Brief » Return every line of the material below that contains the string "Query", matching case exactly.

Supplied data »
★ ★ ★

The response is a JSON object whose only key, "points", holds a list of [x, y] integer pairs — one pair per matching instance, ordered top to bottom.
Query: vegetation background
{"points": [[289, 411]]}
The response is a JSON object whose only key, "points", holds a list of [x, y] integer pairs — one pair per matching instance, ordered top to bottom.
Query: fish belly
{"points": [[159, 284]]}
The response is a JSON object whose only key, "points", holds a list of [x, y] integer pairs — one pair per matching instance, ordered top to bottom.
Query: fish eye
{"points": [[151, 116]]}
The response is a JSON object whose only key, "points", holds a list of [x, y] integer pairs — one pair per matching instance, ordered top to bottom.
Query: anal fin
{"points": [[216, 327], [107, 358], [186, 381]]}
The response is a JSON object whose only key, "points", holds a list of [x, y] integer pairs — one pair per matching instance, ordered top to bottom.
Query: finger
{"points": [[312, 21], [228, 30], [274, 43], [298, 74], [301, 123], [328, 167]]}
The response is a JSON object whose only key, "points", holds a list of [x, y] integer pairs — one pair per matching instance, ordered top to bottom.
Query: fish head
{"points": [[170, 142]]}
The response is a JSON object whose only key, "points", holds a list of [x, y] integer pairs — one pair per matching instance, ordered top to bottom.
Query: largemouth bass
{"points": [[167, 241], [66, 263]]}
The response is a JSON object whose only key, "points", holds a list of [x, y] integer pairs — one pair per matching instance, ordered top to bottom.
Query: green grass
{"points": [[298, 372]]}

★ ★ ★

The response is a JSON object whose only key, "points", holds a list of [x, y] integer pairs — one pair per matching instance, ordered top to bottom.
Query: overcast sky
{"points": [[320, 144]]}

★ ★ ★

Solution to the problem »
Query: vegetation background
Query: fish belly
Query: fish eye
Query: anal fin
Query: finger
Query: fish head
Query: largemouth bass
Query: green grass
Query: overcast sky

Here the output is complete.